BEGIN Input rows
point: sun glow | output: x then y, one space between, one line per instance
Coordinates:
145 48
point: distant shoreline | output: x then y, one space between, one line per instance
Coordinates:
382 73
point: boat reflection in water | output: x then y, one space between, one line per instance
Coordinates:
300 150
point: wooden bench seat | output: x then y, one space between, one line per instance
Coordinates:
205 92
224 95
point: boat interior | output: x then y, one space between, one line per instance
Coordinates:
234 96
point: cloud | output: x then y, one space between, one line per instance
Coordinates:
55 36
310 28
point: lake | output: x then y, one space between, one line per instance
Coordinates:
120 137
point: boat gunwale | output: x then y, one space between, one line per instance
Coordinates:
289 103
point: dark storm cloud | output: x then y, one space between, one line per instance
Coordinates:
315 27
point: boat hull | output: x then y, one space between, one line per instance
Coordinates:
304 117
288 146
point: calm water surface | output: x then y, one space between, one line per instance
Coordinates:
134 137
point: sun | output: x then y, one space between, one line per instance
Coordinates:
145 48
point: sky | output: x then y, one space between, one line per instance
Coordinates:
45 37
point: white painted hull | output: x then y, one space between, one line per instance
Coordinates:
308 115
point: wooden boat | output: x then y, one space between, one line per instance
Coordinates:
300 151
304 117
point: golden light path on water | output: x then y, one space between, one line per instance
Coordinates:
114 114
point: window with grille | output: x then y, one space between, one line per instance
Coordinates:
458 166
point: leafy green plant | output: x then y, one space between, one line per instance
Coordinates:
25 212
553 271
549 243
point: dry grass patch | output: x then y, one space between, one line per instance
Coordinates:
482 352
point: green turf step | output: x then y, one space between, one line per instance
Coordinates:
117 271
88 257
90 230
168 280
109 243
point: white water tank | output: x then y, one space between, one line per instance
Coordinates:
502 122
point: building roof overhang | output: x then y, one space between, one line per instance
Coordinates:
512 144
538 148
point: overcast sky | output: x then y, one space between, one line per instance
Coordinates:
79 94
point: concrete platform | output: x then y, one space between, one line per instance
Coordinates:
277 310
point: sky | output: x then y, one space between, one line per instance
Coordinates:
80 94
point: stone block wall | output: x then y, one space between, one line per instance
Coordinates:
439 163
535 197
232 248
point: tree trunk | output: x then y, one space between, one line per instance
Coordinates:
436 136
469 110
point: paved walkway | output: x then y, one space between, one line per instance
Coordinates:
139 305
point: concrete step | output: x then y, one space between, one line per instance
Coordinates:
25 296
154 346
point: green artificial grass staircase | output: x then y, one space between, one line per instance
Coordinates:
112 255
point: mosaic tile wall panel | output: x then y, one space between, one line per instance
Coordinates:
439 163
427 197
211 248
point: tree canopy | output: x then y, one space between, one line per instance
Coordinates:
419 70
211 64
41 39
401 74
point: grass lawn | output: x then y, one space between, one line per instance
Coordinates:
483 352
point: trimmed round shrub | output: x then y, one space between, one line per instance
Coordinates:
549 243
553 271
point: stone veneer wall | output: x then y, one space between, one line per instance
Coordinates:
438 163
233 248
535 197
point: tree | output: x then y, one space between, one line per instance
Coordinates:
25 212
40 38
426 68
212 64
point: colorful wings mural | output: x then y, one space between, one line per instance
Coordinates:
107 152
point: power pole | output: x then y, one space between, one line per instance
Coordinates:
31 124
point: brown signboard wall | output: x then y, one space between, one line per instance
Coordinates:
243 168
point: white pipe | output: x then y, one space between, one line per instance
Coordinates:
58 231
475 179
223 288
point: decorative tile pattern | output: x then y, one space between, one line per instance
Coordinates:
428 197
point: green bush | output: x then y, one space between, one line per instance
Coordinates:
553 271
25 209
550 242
END Input rows
What the exercise asks:
Using the data above, print every record exactly as shown.

Response to the exercise:
point: sun glow | output: x then y, one space between, one line per instance
Coordinates:
145 48
point: distant shoreline | output: x then y, one space between, one line per instance
Coordinates:
382 73
point: boat reflection in water | output: x then y, one space between, one line per instance
Coordinates:
300 150
point: wooden bench seat | output: x then y, one space between, one line per instance
Coordinates:
205 92
224 95
point: boat interior | output: x then y, one space between, one line per instance
Coordinates:
234 96
point: cloud | output: x then y, one space between, one line per instance
Coordinates:
55 36
310 28
point: lake | output: x then y, one space between, one line per instance
Coordinates:
120 137
point: boat gunwale | output: x then y, one space between, one line per instance
Coordinates:
289 103
point: dark storm cloud | output: x then y, one space between, one line per instance
Coordinates:
315 27
point: boat hull | output: x then y, one space between, one line per instance
Coordinates:
304 117
288 146
point: calm water surface | output: x then y, one space between, one line per instance
Coordinates:
134 137
point: sun | output: x then y, one space between, one line per instance
Coordinates:
145 48
point: sky | output: x then y, one space between, one line per instance
Coordinates:
45 37
point: white painted hull | output: x then y, one space between, one line per instance
Coordinates:
308 115
point: wooden boat | output: x then y, one space between, one line per instance
Coordinates:
300 151
304 117
point: golden light path on water | output: x then y, one space between, one line per instance
Coordinates:
114 114
point: window with grille | output: x then y, one space between, one line per instance
Coordinates:
458 166
point: leafy green plant | output: x then y, one space between, one line per instance
Coordinates:
25 212
553 271
549 243
point: dry grass patch | output: x then y, one space between, one line per instance
Coordinates:
482 352
point: green turf step | output: x then y, one space between, one line per instance
Coordinates:
117 271
88 257
90 230
168 280
109 243
point: white water tank | output: x then y, one space between, one line per instance
Coordinates:
502 122
point: building roof overhang | output: x then y, one space between, one line per instance
Coordinates:
512 144
538 148
point: overcast sky | output: x then y, one space between, one line per instance
Coordinates:
79 94
point: concrete platform | output: x then y, one space between, one line per instance
Coordinates:
277 310
point: sky | output: x then y, one space between, one line per instance
Coordinates:
80 94
point: stone block wall | output: x then y, one space between, one line per instance
Coordinates:
439 163
535 197
232 248
point: tree trunk | output: x then y, one space between, one line per instance
Coordinates:
436 136
469 110
point: paved walkway | output: x then y, one space between, one line per instance
Coordinates:
139 305
point: concrete step | output: x then y, one space between, one line per instance
Coordinates:
25 296
154 346
point: green artificial grass staircase | output: x then y, one space between, one line per instance
Coordinates:
112 255
point: mosaic tile wall panel | output: x then y, one space between, one line per instance
Coordinates:
439 163
427 197
211 248
point: tree canopy | output: x then y, one space between, one line per instance
Coordinates:
419 70
211 64
41 39
401 74
point: grass lawn | output: x then y, one space between, one line per instance
Coordinates:
483 352
point: trimmed round shrub | output: x then y, one space between, one line per instance
Coordinates:
549 243
553 271
point: stone veneer wall | output: x then y, one space between, one line per instance
Coordinates:
438 163
233 248
535 197
point: tree | output: x then y, one space between, one line per instance
Coordinates:
25 212
40 38
426 68
212 64
point: colorful wings mural | output: x then y, one space between, one line per instance
Coordinates:
107 152
point: power pole | output: x then y, one space between, one line per instance
Coordinates:
31 124
point: brown signboard wall | output: x then y, one space between, one line per instance
Coordinates:
243 168
point: white pipe | output: x then y, one space between, one line per instance
Coordinates:
58 231
475 179
223 288
point: decorative tile pattern | output: x then y, one space between, one line per instance
Coordinates:
428 197
point: green bush | output: x then y, one space between, one line per instance
Coordinates:
553 271
25 209
550 242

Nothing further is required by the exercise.